[Reading passage]
════════════════
If you want something that's as intuitive as the hydraulic analogy is for DC, you're out of luck. We try to come up with those, but we always wind up saying, "consider this weird, Rube Goldberg gizmo that nobody's ever seen before ..."
But, here's something you can try at home. Take a big heavy melon, slather it in bacon grease, and push it back and forth across the counter top. If you reverse direction rapidly, you'll see that the melon never goes very fast, and it doesn't move very far. If you reverse direction more slowly, and use the same force to move the melon, you'll see that it moves faster and goes farther.
This works best if you live alone, or the other people in your house are away for a few days. It works absolutely best at somebody else's house.
Anyway, the mass of the melon is analogous to inductance. The force you use to push it around is analogous to voltage, and its velocity is analogous to current. In fact, the equations that we'd use to describe the current through an inductor, in terms of the applied voltage, are exactly the same as those we'd use to describe the velocity of the greasy melon, in terms of the applied force. The ratio of the average force to the melon's average velocity is analogous to reactance, the ratio of an inductor's average current to its average current. Reactance is measured in ohms, just like resistance. It varies with frequency - directly for inductors, and inversely for capacitors. And, of course, "average" here means root-mean-squared, or something like it.
════════════════
[Data extract]
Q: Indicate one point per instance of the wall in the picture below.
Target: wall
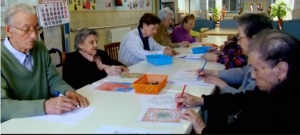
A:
════════════════
[Questions on the material]
**1.** Decide whether each statement agrees with the passage on the greasy-melon analogy. Answer yes or no for each, and quote the words from the passage that settle it.
(a) Reversing direction rapidly makes the melon move faster and farther.
(b) The force used to push the melon is analogous to voltage.
(c) Reactance varies inversely with frequency for inductors.
**2.** Write the next part of the passage on the greasy-melon analogy, starting after its final sentence.

[Answers by item]
**1.**
(a) No: "If you reverse direction rapidly, you'll see that the melon never goes very fast, and it doesn't move very far."
(b) Yes: "The force you use to push it around is analogous to voltage"
(c) No: "directly for inductors, and inversely for capacitors."

**2.**
It seems that it would be fun to play with notions of capacitance, too, but capacitance doesn't have a familiar analog like mass. It models as a "spring constant" - a number that describes how stiff a spring is. Without bacon grease, where's the sport?
If you really want to understand reactive components and their action in a circuit, you probably have your work cut out for you. As others have noted, reactive components are modeled as imaginary numbers - something like resistances multiplied by the square root of -1. My guess is that they don't teach much of that in the biology department. Those calculations are weird, and it's a lot of material to wade through to develop a usable set of tools. It doesn't take a geek or genius to master those calculations, but you do have to be motivated to do it.
If you want more detail, check the Wikipedia articles on "reactance" and "hydraulic analogy." The latter article does a fairly good job of explaining why analogies break down in describing these phenomena.